Saved entries
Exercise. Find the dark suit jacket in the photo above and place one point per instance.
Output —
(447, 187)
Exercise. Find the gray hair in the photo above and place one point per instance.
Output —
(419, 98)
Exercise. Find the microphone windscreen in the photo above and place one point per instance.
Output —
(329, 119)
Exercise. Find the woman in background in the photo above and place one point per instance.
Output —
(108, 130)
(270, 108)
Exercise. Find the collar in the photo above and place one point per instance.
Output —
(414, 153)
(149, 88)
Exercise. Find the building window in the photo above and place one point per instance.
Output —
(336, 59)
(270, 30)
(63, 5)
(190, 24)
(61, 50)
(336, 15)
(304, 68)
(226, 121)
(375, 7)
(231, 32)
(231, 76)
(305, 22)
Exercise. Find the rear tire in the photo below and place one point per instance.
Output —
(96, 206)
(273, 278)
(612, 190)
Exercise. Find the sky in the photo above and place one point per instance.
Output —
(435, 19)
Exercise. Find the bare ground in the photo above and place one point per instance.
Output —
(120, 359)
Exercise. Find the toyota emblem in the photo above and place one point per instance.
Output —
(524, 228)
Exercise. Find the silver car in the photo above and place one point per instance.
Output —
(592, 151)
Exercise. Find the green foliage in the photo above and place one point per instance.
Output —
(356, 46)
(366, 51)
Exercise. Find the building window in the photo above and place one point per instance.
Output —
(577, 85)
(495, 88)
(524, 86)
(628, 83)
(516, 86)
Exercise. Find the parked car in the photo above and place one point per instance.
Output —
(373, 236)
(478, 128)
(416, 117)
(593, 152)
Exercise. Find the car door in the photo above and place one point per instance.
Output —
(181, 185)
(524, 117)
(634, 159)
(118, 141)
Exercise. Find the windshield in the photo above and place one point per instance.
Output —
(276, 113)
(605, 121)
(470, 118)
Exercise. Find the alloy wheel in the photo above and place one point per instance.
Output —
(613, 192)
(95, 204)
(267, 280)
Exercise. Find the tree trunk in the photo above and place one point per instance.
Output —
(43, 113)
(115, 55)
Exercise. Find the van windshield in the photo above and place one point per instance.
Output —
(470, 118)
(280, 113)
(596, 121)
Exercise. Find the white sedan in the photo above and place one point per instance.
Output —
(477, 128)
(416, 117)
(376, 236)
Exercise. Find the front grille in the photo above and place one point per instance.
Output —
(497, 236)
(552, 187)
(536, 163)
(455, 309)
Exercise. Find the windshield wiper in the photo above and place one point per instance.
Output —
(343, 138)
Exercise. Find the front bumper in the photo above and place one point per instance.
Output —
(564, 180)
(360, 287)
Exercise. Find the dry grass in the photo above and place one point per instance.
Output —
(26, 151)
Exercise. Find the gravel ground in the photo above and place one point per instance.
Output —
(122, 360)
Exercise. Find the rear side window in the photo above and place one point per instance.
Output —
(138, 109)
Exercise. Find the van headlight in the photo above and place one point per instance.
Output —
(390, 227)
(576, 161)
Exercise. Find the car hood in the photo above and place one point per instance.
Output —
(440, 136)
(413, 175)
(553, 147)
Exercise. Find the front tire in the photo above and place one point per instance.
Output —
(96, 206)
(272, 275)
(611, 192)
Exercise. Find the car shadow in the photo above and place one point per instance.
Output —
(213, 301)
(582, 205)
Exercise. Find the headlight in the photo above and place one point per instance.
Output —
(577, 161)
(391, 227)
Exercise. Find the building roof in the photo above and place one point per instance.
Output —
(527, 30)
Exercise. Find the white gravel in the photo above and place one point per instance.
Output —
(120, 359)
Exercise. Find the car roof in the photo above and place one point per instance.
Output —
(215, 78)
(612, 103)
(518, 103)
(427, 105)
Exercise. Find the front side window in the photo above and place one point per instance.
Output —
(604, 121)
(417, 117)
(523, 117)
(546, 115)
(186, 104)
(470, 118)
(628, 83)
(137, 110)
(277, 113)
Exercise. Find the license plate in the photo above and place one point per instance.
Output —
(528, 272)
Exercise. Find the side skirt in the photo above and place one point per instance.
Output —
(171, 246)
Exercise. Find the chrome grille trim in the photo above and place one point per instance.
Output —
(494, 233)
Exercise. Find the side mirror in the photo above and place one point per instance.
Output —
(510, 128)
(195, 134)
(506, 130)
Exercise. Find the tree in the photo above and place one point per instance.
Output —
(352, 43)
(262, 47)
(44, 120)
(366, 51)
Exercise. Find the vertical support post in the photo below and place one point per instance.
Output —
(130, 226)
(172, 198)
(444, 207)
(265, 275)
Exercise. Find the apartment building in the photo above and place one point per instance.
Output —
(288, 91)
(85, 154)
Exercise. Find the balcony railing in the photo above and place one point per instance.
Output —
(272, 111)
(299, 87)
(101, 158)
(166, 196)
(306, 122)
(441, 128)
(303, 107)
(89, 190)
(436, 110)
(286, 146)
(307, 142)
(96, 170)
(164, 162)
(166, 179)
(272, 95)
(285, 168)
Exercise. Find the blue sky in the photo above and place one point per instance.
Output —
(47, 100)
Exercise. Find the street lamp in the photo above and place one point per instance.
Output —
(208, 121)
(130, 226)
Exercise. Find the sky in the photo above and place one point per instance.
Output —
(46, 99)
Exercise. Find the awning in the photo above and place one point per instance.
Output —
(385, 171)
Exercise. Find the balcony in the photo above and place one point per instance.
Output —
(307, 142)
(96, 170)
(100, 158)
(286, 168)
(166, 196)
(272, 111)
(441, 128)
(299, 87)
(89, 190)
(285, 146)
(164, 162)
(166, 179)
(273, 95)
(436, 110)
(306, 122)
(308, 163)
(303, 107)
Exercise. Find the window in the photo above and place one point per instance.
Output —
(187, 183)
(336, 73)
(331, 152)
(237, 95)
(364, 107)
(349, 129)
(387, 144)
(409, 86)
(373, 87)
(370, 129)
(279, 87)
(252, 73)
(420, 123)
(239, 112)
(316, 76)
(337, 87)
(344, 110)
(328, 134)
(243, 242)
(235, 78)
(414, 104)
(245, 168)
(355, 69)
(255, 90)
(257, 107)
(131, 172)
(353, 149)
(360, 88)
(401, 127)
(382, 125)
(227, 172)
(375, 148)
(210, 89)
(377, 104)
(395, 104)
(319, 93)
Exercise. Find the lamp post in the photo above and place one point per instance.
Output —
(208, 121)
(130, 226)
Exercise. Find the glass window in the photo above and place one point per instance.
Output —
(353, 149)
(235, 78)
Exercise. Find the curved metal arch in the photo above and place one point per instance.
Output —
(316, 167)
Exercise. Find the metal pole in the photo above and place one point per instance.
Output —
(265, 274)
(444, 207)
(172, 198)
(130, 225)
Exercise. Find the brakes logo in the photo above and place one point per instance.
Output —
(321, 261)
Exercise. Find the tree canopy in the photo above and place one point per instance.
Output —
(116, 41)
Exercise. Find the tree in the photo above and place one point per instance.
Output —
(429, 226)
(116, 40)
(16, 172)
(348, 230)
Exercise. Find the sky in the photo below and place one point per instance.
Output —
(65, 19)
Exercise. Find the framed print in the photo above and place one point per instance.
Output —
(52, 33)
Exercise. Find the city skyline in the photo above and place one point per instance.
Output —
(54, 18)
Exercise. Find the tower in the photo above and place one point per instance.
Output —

● **Task**
The response should consist of all the entries, set down exactly.

● **Task output**
Exercise. Find the dark suit jacket in the photo above and place one point per instance.
Output —
(447, 187)
Exercise. Find the gray hair in the photo above and place one point per instance.
Output —
(419, 98)
Exercise. Find the microphone windscreen in the photo above and place one point per instance.
Output —
(329, 119)
Exercise. Find the woman in background in the photo above and place one point per instance.
Output —
(108, 130)
(270, 108)
Exercise. Find the collar in the photo above and place one point per instance.
Output —
(414, 153)
(149, 88)
Exercise. Find the building window in the photo above and place one point per instance.
Output —
(336, 59)
(270, 30)
(63, 5)
(190, 24)
(61, 50)
(336, 15)
(304, 68)
(226, 121)
(375, 7)
(231, 32)
(231, 76)
(305, 22)
Exercise. Find the rear tire in the photo below and place one point per instance.
Output —
(96, 206)
(273, 278)
(612, 190)
Exercise. Find the sky in the photo above and place one point per instance.
Output —
(435, 19)
Exercise. Find the bare ground in the photo above and place one point per instance.
Output —
(120, 359)
Exercise. Find the toyota emblem in the photo above and place one point per instance.
Output —
(524, 228)
Exercise. Find the silver car in the photo above and place one point per instance.
Output —
(592, 151)
Exercise. Find the green foliage in the photo above and place one point per instance.
Output —
(356, 46)
(366, 51)
Exercise. Find the building window in the photo above and place one point per instance.
Output —
(577, 85)
(495, 88)
(524, 86)
(628, 83)
(516, 86)
Exercise. Find the parked car in the photo above and place one point per instance.
Output —
(373, 236)
(478, 128)
(416, 117)
(593, 152)
Exercise. Find the car door in the photo above and place one point per instance.
Output —
(181, 185)
(524, 117)
(634, 159)
(118, 141)
Exercise. Find the windshield in the photo above and place one point per instance.
Output —
(276, 113)
(605, 121)
(470, 118)
Exercise. Find the alloy wheel in the photo above and place one point per instance.
Output —
(613, 192)
(95, 204)
(267, 280)
Exercise. Find the tree trunk in the photo above and place one point per instance.
Output —
(43, 113)
(115, 55)
Exercise. Find the van windshield in the photo above and place one point per instance.
Output —
(470, 118)
(280, 113)
(596, 121)
Exercise. Find the white sedan in the photo above and place one point per instance.
Output —
(477, 128)
(416, 117)
(376, 236)
Exercise. Find the front grille in the photo above and place one point per instance.
Output —
(497, 236)
(552, 187)
(536, 163)
(455, 309)
Exercise. Find the windshield wiper in the photo above and place one point per instance.
Output —
(343, 138)
Exercise. Find the front bumper in the photo above and place one point per instance.
Output —
(564, 180)
(360, 287)
Exercise. Find the dry grass in the photo above and place one point per instance.
Output —
(26, 151)
Exercise. Find the gravel ground in the photo above and place one point per instance.
Output —
(122, 360)
Exercise. Find the rear side window in the photo above and place one point per instance.
Output —
(138, 109)
Exercise. Find the van headlight in the photo above and place one point per instance.
Output —
(390, 227)
(576, 161)
Exercise. Find the car hood in the photo above and place one point per instance.
Output —
(440, 136)
(413, 175)
(553, 147)
Exercise. Find the front tire in the photo above and place one point per instance.
Output —
(96, 206)
(272, 275)
(611, 192)
Exercise. Find the car shadow in the photo above and place one point per instance.
Output —
(213, 301)
(582, 205)
Exercise. Find the headlight in the photo above and place one point per instance.
Output —
(577, 161)
(391, 227)
Exercise. Find the building roof in the photo above and place one point per instance.
Output —
(527, 30)
Exercise. Find the white gravel in the photo above and place one point per instance.
Output —
(120, 359)
Exercise. Find the car roof in the photo above and place one point per instance.
Output —
(215, 78)
(612, 103)
(518, 103)
(427, 105)
Exercise. Find the front side window in the photo above and place one point per instance.
Output —
(604, 121)
(417, 117)
(523, 117)
(546, 115)
(186, 104)
(470, 118)
(628, 83)
(137, 110)
(277, 113)
Exercise. Find the license plate in the photo above and place one point per instance.
Output —
(528, 272)
Exercise. Find the side skirt in the photo above and place one point per instance.
Output —
(171, 246)
Exercise. Find the chrome grille trim in the photo above and place one point per instance.
Output —
(494, 233)
Exercise. Find the side mirror in the photo above and place one point per instance.
Output —
(510, 128)
(195, 134)
(506, 130)
Exercise. Find the tree in the photo above and place one point per instance.
Output —
(352, 43)
(262, 47)
(44, 120)
(366, 51)
Exercise. Find the vertical support post in the photo below and place one point per instance.
Output —
(130, 226)
(172, 198)
(444, 207)
(265, 275)
Exercise. Find the apartment building in the photo above and place one point per instance.
Output —
(288, 91)
(85, 154)
Exercise. Find the balcony railing in the photo above and place one point per instance.
Output —
(272, 111)
(299, 87)
(101, 158)
(166, 196)
(306, 122)
(441, 128)
(303, 107)
(89, 190)
(436, 110)
(286, 146)
(307, 142)
(96, 170)
(164, 162)
(166, 179)
(272, 95)
(285, 168)
Exercise. Find the blue sky in the photo above and place one point per instance.
Output —
(47, 100)
Exercise. Find the street lamp in the photo above and place one point per instance.
Output —
(208, 121)
(130, 226)
Exercise. Find the sky in the photo above and place one point per instance.
Output —
(46, 99)
Exercise. Find the awning in the photo above and place one point per instance.
Output —
(385, 171)
Exercise. Find the balcony in the photo above and place one point per instance.
Output —
(307, 142)
(96, 170)
(100, 158)
(286, 168)
(166, 196)
(272, 111)
(441, 128)
(299, 87)
(89, 190)
(285, 146)
(164, 162)
(166, 179)
(273, 95)
(436, 110)
(306, 122)
(308, 163)
(303, 107)
Exercise. Find the window in the photo above and place one point per instance.
Output —
(187, 183)
(336, 73)
(331, 152)
(237, 95)
(364, 107)
(349, 129)
(387, 144)
(409, 86)
(373, 87)
(370, 129)
(279, 87)
(252, 73)
(420, 123)
(239, 112)
(316, 76)
(337, 87)
(344, 110)
(328, 134)
(243, 242)
(235, 78)
(414, 104)
(245, 168)
(355, 69)
(255, 90)
(257, 107)
(131, 172)
(353, 149)
(360, 88)
(401, 127)
(382, 125)
(227, 172)
(375, 148)
(210, 89)
(377, 104)
(395, 104)
(319, 93)
Exercise. Find the lamp post in the photo above and place one point per instance.
Output —
(208, 121)
(130, 226)
Exercise. Find the glass window in the photo above and place one point per instance.
Output —
(353, 149)
(235, 78)
Exercise. Find the curved metal arch in the photo above and place one point per instance.
Output —
(316, 167)
Exercise. Find the metal pole in the photo above and place one point per instance.
Output —
(265, 274)
(444, 207)
(172, 198)
(130, 225)
Exercise. Find the brakes logo in the photo above and place one point per instance.
Output —
(321, 261)
Exercise. Find the tree canopy in the photo above and place one point per instance.
Output —
(116, 41)
Exercise. Find the tree in the photo above and place one point per instance.
Output —
(429, 226)
(116, 40)
(16, 172)
(348, 230)
Exercise. Find the sky in the photo below and place one point per instance.
Output —
(65, 19)
Exercise. Find the framed print in the photo above and place one point per instance.
Output —
(52, 33)
Exercise. Find the city skyline in the photo above and place one point per instance.
Output —
(54, 18)
Exercise. Find the tower in the photo above and place one point per instance.
Output —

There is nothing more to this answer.